■ **DIRECTIONS**
1 – Summarize the portfolio article in two sentences.
2 – In the portfolio article, what is the first topic the author discusses with any new client?
3 – Carry on the portfolio article from the point where it stops.

■ **DOCUMENT**
[BEGIN]

The Perfect Portfolio

The ideal portfolio may be different for every investor, but that doesn’t mean there are 150 million perfect variations.

Nevertheless, based on the Model Portfolios on our Web site and the strategies we manage for clients, there are probably at least 60,000 combinations that could qualify.

How can an investor choose the right one?

In this article, I’ll walk through the steps I use when I’m meeting for the first time with a client. I hope this will give you some good ideas on how to put together a combination that’s just right for you.

The first conversation I have with any new client is about risk. It’s the most basic part of investing, the topic that most of the industry (and most investors) would be happy to avoid altogether.

Let me be blunt about this: Investors who don’t understand risk can’t understand the decisions and choices they must make.

I ask the client to imagine that he (or she) is in a bank applying for a loan. Soon you realize that at the next desk, Bill Gates is also applying for a loan. Which borrower is likely to be more attractive to the bank? Bill, of course.

The bank would always rather lend its money to him than lend it to you, because there is simply no question about his ability to pay the money back. He’s as close to a risk-free borrower as the bank could have.

But Bill Gates is not the sort of person who would hesitate to take advantage of his position. If he told the bank he wouldn’t pay more than 3 percent interest, and you were willing to pay 5 percent, what would the bank do?

In this case, the bank is in the same position as an investor. It can lend money to Bill Gates and earn 3 percent in a risk-free transaction. Or it can lend money to you and collect 5 percent in a transaction that has some risk.

The bank has to decide whether the extra return is worth the extra risk.

[END]

Coordinate annotation entries
[BEGIN]

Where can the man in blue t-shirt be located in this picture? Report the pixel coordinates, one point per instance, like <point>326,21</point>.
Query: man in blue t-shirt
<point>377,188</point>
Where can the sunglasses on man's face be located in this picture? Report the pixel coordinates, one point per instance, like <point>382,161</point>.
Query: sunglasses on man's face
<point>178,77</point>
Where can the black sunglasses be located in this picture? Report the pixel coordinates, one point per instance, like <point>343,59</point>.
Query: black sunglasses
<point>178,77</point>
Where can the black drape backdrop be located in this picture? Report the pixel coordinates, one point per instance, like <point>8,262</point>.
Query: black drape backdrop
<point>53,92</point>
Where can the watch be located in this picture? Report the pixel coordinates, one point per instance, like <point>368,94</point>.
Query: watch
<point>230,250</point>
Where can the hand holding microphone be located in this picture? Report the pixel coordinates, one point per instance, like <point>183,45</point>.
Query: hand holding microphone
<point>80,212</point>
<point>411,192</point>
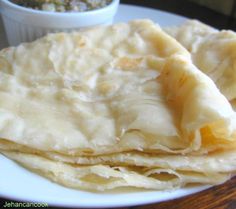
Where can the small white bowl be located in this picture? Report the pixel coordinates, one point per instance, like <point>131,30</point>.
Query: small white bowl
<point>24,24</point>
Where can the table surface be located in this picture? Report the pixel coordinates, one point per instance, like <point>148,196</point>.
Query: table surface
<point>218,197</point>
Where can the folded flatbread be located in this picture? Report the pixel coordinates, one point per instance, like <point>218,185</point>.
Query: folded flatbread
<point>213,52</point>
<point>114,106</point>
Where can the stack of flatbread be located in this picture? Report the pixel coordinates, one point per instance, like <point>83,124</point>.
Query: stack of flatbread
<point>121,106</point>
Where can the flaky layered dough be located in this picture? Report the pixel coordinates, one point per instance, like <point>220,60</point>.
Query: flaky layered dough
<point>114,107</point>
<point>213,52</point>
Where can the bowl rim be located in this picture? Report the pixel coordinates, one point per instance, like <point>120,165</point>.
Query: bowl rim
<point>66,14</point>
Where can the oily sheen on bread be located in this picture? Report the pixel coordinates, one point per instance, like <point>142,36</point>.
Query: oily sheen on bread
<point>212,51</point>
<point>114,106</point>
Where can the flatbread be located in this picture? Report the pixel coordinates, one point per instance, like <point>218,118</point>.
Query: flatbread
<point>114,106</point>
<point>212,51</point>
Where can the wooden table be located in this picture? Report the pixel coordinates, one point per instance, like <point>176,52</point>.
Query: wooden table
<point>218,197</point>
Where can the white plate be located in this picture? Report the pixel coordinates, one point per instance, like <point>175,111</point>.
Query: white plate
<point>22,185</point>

[END]
[BEGIN]

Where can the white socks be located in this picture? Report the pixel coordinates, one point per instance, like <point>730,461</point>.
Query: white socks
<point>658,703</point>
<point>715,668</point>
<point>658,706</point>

[END]

■ **EXERCISE ANSWERS**
1 – The article says the ideal portfolio differs for each investor, and it walks through the steps the author uses with new clients, beginning with a conversation about risk, which the author says investors must understand to make their choices. It illustrates risk with a bank that can lend to Bill Gates at 3 percent with no risk or to another borrower at 5 percent with some risk, and must decide whether the extra return is worth the extra risk.

2 – Risk.

3 –
This is exactly the challenge that smart investors face, over the whole spectrum of investment choices.

In a bond, there are two main risks: maturity and credit. Maturity refers to the fact that rising interest rates tend to depress the prices of longer term bonds more than shorter-term bonds. This makes long-term bonds riskier than short-term bonds.

Credit risk refers to the fact that repayment from a blue-chip company is more reliable than repayment from a company struggling to find enough customers to meet its obligations.

In a stock, there are many risks. But in the aggregate, smaller companies are more risky than bigger ones, and “value” companies are more risky than growth companies.

Because these risks are well known, over long periods of time value stocks and small-company stocks offer higher returns than growth stocks and large-company stocks.

At this point in the conversation, I show the client a graph called “Theoretical Balance of Risk and Return.” You’ll see it in Figure 1A, below.

This is pretty simple, but you’ll need to understand this graph in order to follow the upcoming discussion.

The top end of the dotted line in Figure 1A represents the risk and return level of the Standard & Poor's 500 Index from 1973 through 2002, while the bottom end represents the risk and return of Treasury notes.

The area on the right side of this graph represents higher risks; the area on the left represents lower risks. Similarly, the area at the top represents higher returns, the bottom represents lower returns.

Once you understand this, you’ll see that the perfect investment strategy would wind up in the upper left corner of this graph, where risk is lowest and return is highest.

We’ll be looking at a series of graphs laid out this same way, always looking for combinations of assets that have more return (closer to the top) and less risk (closer to the left).

By looking at the ends of the dotted line in Figure 1A, you can easily see that, just as you would expect, T-notes have much less risk (on the left side of the graph) but also have lower return (lower on the graph) than the Standard & Poor's 500 Index.

The point in the middle of that line shows what you might expect from a 50/50 combination of T-notes and the S&P 500 Index. This represents the halfway point of both risk and return between T-notes and the index.

However, it doesn’t work out that way in real life. You’ll see that in Figure 1B below, which shows a solid line based on actual combinations of these two assets.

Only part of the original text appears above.